• YOUR INSTRUCTIONS: Return each record unchanged and drop the images.

• AVAILABLE RECORDS:

[Start of Attachment]

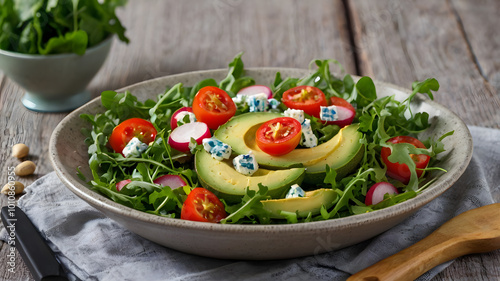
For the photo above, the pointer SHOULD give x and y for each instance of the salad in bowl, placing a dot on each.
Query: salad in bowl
(232, 151)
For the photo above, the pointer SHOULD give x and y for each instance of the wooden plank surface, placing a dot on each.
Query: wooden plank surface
(408, 40)
(404, 41)
(393, 41)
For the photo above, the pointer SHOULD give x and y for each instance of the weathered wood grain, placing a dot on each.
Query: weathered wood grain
(404, 41)
(480, 22)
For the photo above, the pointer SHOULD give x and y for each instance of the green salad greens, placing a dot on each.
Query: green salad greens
(57, 26)
(379, 119)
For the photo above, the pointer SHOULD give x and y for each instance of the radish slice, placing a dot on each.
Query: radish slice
(179, 115)
(376, 193)
(121, 184)
(172, 181)
(345, 116)
(180, 137)
(255, 90)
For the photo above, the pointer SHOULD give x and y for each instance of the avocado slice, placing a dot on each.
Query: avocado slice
(343, 160)
(245, 126)
(310, 203)
(224, 181)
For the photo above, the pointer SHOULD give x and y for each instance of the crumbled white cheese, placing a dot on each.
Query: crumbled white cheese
(192, 145)
(273, 103)
(328, 113)
(308, 138)
(238, 99)
(298, 114)
(257, 103)
(245, 164)
(179, 118)
(134, 148)
(295, 191)
(216, 148)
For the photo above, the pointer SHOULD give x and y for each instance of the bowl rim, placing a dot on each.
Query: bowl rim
(445, 180)
(90, 50)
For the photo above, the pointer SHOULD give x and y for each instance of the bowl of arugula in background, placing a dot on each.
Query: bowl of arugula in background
(53, 49)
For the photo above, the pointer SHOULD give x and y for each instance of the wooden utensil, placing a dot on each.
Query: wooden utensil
(474, 231)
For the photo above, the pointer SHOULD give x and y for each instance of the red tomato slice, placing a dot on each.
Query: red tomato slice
(347, 120)
(202, 205)
(279, 136)
(213, 106)
(399, 171)
(307, 98)
(128, 129)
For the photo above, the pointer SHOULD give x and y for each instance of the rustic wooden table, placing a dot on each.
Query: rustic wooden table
(455, 41)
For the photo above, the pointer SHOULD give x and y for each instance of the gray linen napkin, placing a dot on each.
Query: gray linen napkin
(93, 247)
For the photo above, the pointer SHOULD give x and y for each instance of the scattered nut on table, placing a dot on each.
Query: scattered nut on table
(25, 168)
(15, 186)
(20, 150)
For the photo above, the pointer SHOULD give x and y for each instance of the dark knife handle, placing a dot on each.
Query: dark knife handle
(35, 252)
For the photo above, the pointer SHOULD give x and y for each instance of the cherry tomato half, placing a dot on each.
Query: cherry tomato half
(348, 116)
(279, 136)
(213, 106)
(202, 205)
(307, 98)
(128, 129)
(399, 171)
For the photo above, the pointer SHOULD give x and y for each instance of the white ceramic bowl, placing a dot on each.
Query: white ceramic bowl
(54, 83)
(255, 242)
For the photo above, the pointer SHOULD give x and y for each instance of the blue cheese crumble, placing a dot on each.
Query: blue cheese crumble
(295, 191)
(257, 103)
(297, 114)
(328, 113)
(134, 148)
(245, 164)
(273, 103)
(216, 148)
(180, 118)
(192, 145)
(308, 138)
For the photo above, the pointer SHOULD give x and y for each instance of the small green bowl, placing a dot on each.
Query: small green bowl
(55, 83)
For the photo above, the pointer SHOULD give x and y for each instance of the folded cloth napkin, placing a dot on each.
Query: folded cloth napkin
(92, 247)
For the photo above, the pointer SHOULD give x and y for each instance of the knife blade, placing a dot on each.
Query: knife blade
(37, 255)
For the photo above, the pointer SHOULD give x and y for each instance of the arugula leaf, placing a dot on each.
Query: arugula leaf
(58, 26)
(250, 208)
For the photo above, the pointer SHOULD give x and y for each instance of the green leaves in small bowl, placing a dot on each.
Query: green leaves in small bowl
(57, 26)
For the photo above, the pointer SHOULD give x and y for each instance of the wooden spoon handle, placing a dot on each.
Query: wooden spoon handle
(411, 262)
(474, 231)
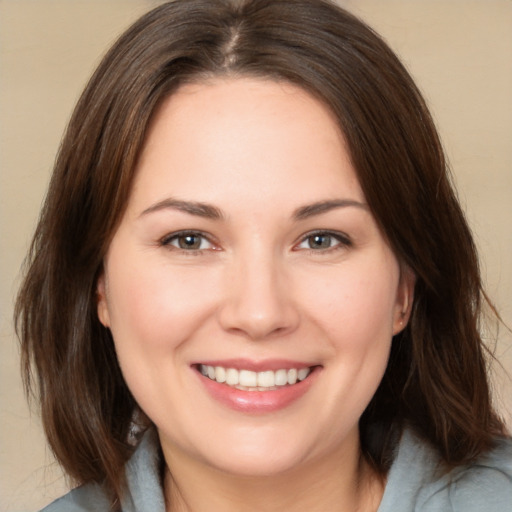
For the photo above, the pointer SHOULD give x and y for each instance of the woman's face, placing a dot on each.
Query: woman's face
(248, 253)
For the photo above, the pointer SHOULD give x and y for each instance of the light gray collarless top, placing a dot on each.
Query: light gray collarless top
(415, 482)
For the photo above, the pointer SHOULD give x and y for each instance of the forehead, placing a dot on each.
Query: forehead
(246, 137)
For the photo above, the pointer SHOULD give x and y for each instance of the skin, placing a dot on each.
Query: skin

[End of Attachment]

• TASK RESULT:
For the photo above, the pointer SHOULD give x and y for each instance of the salad in bowl, placing a dot on each.
Query: salad in bowl
(232, 151)
For the photo above, the pointer SHOULD give x and y for each instance of the wooden plank surface, placing a dot on each.
Query: wooden plank surface
(408, 40)
(404, 41)
(393, 41)
For the photo above, the pointer SHOULD give x and y for each instance of the weathered wood grain, placing a dot on each.
Query: weathered wood grain
(404, 41)
(480, 22)
For the photo above, the pointer SHOULD give x and y for each instance of the green salad greens, placing a dot on each.
Query: green salad greens
(57, 26)
(379, 119)
For the photo above, the pointer SHOULD give x and y for each instance of the radish slice, placing a dot on each.
Query: radish slice
(179, 115)
(376, 193)
(121, 184)
(172, 181)
(345, 116)
(180, 137)
(255, 90)
For the photo above, the pointer SHOULD give x and y for each instance of the avocado slice, placing a dot on each.
Query: avocado slice
(343, 160)
(245, 126)
(310, 203)
(224, 181)
For the photo above, the pointer SHOULD give x and y for each instance of the crumbled white cheese, placing a dot on each.
Query: crumbled white cheese
(192, 145)
(273, 103)
(328, 113)
(308, 138)
(238, 99)
(298, 114)
(257, 103)
(245, 164)
(179, 118)
(134, 148)
(295, 191)
(216, 148)
For the photo above, the pointer SHOULD give x and y for each instance of the bowl rim, placing a dot on each.
Query: bowl rim
(445, 180)
(90, 50)
For the photo above, the pointer SHOULD give x and y for each instance of the bowl of arugula in background, placing a dot on each.
Query: bowl of arugula in background
(53, 49)
For the photo above, the pointer SHOULD give x and y for each instance of the wooden utensil, placing a dot on each.
Query: wooden utensil
(474, 231)
For the photo above, the pointer SHOULD give x and y for each instance of the red tomato slice, placing a dot on each.
Query: red tomato slice
(347, 120)
(202, 205)
(279, 136)
(213, 106)
(399, 171)
(307, 98)
(128, 129)
For the photo above, the pointer SHOULD give x and y for each instance of the rustic wooden table, placing a dot on each.
Query: rustic wooden table
(455, 41)
For the photo above, the pointer SHOULD give x and y for each instance of the gray linen napkin, placing a dot on each.
Query: gray linen napkin
(93, 247)
For the photo above, the pointer SHOULD give x and y for each instance of the scattered nut on table, placing a dot on each.
Query: scattered nut on table
(25, 168)
(15, 186)
(20, 150)
For the photo above, the pointer SHOULD give x and y for each instance of the dark knife handle, placing a dot on each.
Query: dark knife handle
(35, 252)
For the photo above, the pointer SHOULD give x and y for each instance of the cherry tomato half, placing a dot on each.
Query: cherry tomato half
(348, 116)
(279, 136)
(213, 106)
(202, 205)
(307, 98)
(128, 129)
(399, 171)
For the photo above, the pointer SHOULD give x and y for each instance of the white ceramic bowl, placing a dot on each.
Query: white ceramic bowl
(54, 83)
(255, 242)
For the photo above, the pointer SHOULD give x and y for each instance of the blue cheese crumble, placing a dot on each.
Query: blue cheese crumble
(295, 191)
(257, 103)
(297, 114)
(328, 113)
(134, 148)
(245, 164)
(273, 103)
(216, 148)
(180, 118)
(192, 145)
(308, 138)
For the photo above, the pointer SHOULD give x and y for each instance of the small green bowl, placing a dot on each.
Query: small green bowl
(55, 83)
For the photo above, the pointer SHOULD give x and y for each instance of the folded cloth napkin, placing a dot on each.
Query: folded cloth napkin
(92, 247)
For the photo above, the pointer SHOULD give x and y for each instance of the knife blade, placing a dot on each.
Query: knife blade
(37, 255)
For the photo above, the pointer SHOULD give x and y for each instance of the arugula leaf, placing a dot on each.
Query: arugula leaf
(58, 26)
(250, 208)
For the photo above, the pointer SHOULD give x and y for each instance of the green leaves in small bowl, placing a dot on each.
Query: green leaves in small bowl
(57, 26)
For the photo above, the pointer SHOULD give x and y for each instance of the wooden spoon handle, placing a dot on each.
Query: wooden spoon handle
(411, 262)
(474, 231)
For the photo above, the pointer SHOULD give x and y for each instance of the woman's face, placing a dot on each.
Query: woman's face
(248, 253)
For the photo above, the pointer SHOULD give x and y for each instance of the light gray collarless top, placing a dot on each.
Query: light gray collarless top
(415, 482)
For the photo above, the pointer SHOULD give x and y for each instance of the forehead, placing a dot on each.
Query: forehead
(246, 137)
For the photo above, the pointer SHOULD give x and y for each instance of the skin, placing a dot on each.
Query: skin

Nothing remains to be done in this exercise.